Records supplied
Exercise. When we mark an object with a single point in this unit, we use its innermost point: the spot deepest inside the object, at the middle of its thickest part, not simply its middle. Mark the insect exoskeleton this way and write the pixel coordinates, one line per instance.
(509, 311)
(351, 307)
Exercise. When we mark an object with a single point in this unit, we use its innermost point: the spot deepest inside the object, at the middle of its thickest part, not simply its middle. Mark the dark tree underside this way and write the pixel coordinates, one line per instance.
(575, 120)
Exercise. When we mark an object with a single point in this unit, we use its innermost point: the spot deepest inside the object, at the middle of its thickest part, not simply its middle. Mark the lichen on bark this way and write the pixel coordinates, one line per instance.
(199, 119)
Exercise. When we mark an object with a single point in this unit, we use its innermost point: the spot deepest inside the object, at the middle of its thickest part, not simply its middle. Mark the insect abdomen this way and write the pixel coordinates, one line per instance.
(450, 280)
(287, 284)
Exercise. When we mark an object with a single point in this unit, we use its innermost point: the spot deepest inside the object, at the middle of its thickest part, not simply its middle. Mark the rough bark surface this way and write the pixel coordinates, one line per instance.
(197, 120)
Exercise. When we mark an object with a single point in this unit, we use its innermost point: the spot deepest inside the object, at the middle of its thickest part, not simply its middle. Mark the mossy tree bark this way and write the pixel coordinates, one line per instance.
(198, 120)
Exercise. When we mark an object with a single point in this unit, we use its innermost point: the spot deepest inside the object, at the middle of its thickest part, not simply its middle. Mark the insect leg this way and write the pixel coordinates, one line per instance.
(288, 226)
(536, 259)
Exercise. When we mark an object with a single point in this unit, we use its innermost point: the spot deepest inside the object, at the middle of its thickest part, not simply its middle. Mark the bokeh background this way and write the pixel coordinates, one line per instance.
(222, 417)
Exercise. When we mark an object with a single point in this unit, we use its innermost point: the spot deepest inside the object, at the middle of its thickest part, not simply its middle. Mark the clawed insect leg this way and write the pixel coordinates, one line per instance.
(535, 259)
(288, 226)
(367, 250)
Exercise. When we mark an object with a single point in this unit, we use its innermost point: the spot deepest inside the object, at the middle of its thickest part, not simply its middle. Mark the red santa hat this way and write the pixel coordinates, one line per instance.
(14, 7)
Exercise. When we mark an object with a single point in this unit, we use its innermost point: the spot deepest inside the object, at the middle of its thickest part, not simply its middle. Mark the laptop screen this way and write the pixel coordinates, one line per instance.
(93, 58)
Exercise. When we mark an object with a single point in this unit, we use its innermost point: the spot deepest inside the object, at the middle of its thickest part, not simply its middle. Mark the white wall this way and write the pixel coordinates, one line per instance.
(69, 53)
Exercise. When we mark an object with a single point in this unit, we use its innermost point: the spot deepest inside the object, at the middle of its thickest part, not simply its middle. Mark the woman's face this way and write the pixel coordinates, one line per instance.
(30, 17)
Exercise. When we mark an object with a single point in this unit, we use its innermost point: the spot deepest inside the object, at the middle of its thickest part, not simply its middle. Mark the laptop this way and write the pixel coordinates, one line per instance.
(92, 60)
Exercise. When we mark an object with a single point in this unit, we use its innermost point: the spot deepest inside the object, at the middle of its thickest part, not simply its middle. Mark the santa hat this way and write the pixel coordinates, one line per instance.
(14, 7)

The request
Write out every entry above, word for word.

Full solution
Exercise. When we mark an object with a single point in this unit, we use its innermost point: the spot deepest inside the object, at the middle of its thickest part, not simply its middle. Mark the insect exoskeleton this way and write the pixel coordinates, one line per instance.
(509, 311)
(351, 307)
Exercise. When we mark an object with a single point in this unit, we use its innermost point: the spot deepest inside the object, at the middle of its thickest part, not simply its middle. Mark the dark tree underside this way and write the pixel coordinates, one line per instance.
(575, 120)
Exercise. When we mark an object with a single point in this unit, we use its innermost point: the spot deepest inside the object, at the middle of its thickest part, not simply its middle. Mark the lichen on bark this way and write the pixel coordinates, one line per instance.
(199, 119)
Exercise. When we mark an object with a single point in this unit, we use its innermost point: the spot deepest inside the object, at the middle of its thickest part, not simply its middle. Mark the insect abdomen this way and write the pixel coordinates, one line per instance.
(450, 280)
(287, 284)
Exercise. When we mark an object with a single point in this unit, we use its innermost point: the spot deepest inside the object, at the middle of its thickest part, not simply its middle. Mark the rough bark surface this way and write the pixel coordinates, one line per instance.
(197, 120)
Exercise. When we mark an object with a single point in this unit, we use its innermost point: the spot deepest inside the object, at the middle of its thickest part, not simply its middle. Mark the mossy tree bark this way and write the pixel coordinates, one line per instance.
(198, 120)
Exercise. When we mark an object with a single point in this unit, we use its innermost point: the spot deepest inside the object, at the middle of its thickest part, not simply its middle. Mark the insect leg this way and write the pixel coordinates, one line per instance.
(288, 226)
(536, 259)
Exercise. When we mark an object with a single point in this unit, we use its innermost point: the spot deepest inside the object, at the middle of its thickest part, not simply its middle. Mark the bokeh background this way and write the pixel coordinates, one line per instance.
(222, 417)
Exercise. When we mark an object with a single point in this unit, we use its innermost point: the spot deepest inside the object, at the middle of its thickest part, not simply its middle. Mark the clawed insect leg this way and write the pixel coordinates, one line per instance.
(535, 259)
(288, 226)
(367, 250)
Exercise. When we mark an object with a single point in this unit, we use its innermost point: the spot deepest inside the object, at the middle of its thickest part, not simply its middle. Mark the red santa hat this way and write the pixel coordinates, one line per instance.
(14, 7)
Exercise. When we mark an object with a single point in this unit, we use its innermost point: the spot deepest inside the object, at the middle of its thickest part, not simply its middle. Mark the laptop screen this way and write the pixel coordinates, one line per instance.
(93, 58)
Exercise. When we mark an object with a single point in this unit, we use its innermost point: the spot deepest inside the object, at the middle of its thickest part, not simply its middle. Mark the white wall this way and write the pixel coordinates, one line per instance.
(69, 53)
Exercise. When we mark an object with a single point in this unit, we use its innermost point: the spot deepest inside the object, at the middle of its thickest part, not simply its middle. Mark the woman's face this way and write the pixel coordinates, one line per instance.
(30, 17)
Exercise. When we mark an object with a single point in this unit, we use its innermost point: the spot deepest inside the object, at the middle of its thickest part, not simply its middle. Mark the laptop this way and write the pixel coordinates, one line per instance.
(92, 60)
Exercise. When we mark an object with a single point in this unit, we use its innermost point: the spot deepest inside the object, at the middle of its thickest part, not simply its middle. Mark the santa hat this way and write the pixel coordinates, one line per instance.
(14, 7)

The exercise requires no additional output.